** START **

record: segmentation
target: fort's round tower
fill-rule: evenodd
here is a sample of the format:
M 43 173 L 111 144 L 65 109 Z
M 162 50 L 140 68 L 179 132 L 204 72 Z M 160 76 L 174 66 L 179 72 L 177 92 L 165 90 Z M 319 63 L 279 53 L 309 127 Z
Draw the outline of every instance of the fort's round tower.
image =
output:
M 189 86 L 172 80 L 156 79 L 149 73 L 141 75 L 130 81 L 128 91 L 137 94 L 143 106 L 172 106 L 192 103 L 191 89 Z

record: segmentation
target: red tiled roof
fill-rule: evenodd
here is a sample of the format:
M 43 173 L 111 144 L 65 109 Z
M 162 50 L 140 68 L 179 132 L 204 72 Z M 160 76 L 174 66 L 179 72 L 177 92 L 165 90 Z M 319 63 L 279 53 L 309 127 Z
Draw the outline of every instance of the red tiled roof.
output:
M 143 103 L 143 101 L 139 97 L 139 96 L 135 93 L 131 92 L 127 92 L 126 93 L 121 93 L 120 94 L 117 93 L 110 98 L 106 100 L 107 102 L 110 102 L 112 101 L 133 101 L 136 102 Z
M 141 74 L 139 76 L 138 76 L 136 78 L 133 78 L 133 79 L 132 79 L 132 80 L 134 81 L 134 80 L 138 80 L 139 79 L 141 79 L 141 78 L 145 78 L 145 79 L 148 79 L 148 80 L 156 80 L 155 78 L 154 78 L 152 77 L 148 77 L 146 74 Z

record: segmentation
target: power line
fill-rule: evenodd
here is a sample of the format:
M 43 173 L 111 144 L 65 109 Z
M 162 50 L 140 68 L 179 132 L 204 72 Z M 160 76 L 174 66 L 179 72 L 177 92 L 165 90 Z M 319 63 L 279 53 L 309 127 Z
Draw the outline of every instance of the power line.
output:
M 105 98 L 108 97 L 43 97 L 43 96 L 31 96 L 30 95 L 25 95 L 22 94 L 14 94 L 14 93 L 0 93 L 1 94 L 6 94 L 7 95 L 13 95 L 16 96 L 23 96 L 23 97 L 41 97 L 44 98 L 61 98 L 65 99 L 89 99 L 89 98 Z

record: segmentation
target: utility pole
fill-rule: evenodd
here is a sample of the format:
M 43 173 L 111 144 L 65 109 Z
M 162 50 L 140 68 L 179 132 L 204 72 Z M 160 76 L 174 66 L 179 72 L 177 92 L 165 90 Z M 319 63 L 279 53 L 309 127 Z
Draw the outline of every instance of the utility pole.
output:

** END **

Instructions for the task: Give an exact copy of all the data shown above.

Output of the task:
record: segmentation
target: fort's round tower
fill-rule: evenodd
here is a sample of the format:
M 43 173 L 111 144 L 65 109 Z
M 162 50 L 140 68 L 179 132 L 204 72 Z M 160 76 L 174 66 L 179 72 L 177 92 L 165 90 Z M 319 63 L 279 53 L 309 127 Z
Draw the outline of every instance of the fort's round tower.
image =
output:
M 189 86 L 172 80 L 156 79 L 149 73 L 141 75 L 130 81 L 128 91 L 137 94 L 143 106 L 172 106 L 192 103 L 191 89 Z

record: segmentation
target: red tiled roof
fill-rule: evenodd
here is a sample of the format:
M 43 173 L 111 144 L 65 109 Z
M 162 50 L 140 68 L 179 132 L 204 72 Z M 160 76 L 174 66 L 179 72 L 177 92 L 165 90 Z M 319 63 L 279 53 L 309 127 Z
Draw the outline of every instance of the red tiled roof.
output:
M 143 103 L 143 101 L 139 97 L 139 96 L 135 93 L 131 92 L 127 92 L 126 93 L 121 93 L 120 94 L 117 93 L 110 98 L 106 100 L 107 102 L 110 102 L 112 101 L 133 101 L 136 102 Z
M 141 74 L 139 76 L 138 76 L 136 78 L 133 78 L 133 79 L 132 79 L 132 80 L 134 81 L 134 80 L 138 80 L 139 79 L 141 79 L 141 78 L 145 78 L 145 79 L 148 79 L 148 80 L 156 80 L 155 78 L 154 78 L 152 77 L 148 77 L 146 74 Z

record: segmentation
target: power line
fill-rule: evenodd
here is a sample of the format:
M 43 173 L 111 144 L 65 109 Z
M 162 50 L 140 68 L 179 132 L 204 72 Z M 160 76 L 174 66 L 179 72 L 177 92 L 165 90 Z M 319 63 L 279 53 L 309 127 Z
Draw the outline of every instance of the power line.
output:
M 105 98 L 108 97 L 43 97 L 43 96 L 31 96 L 30 95 L 25 95 L 22 94 L 14 94 L 14 93 L 0 93 L 1 94 L 6 94 L 7 95 L 13 95 L 16 96 L 23 96 L 23 97 L 41 97 L 44 98 L 61 98 L 65 99 L 89 99 L 89 98 Z

record: segmentation
target: utility pole
fill-rule: evenodd
here is a sample of the format:
M 43 173 L 111 144 L 65 109 Z
M 162 50 L 140 68 L 179 132 L 204 72 Z M 160 76 L 174 66 L 179 72 L 177 92 L 165 90 Z M 319 63 L 279 53 L 309 127 Z
Draw the outline of every instance of the utility pole.
output:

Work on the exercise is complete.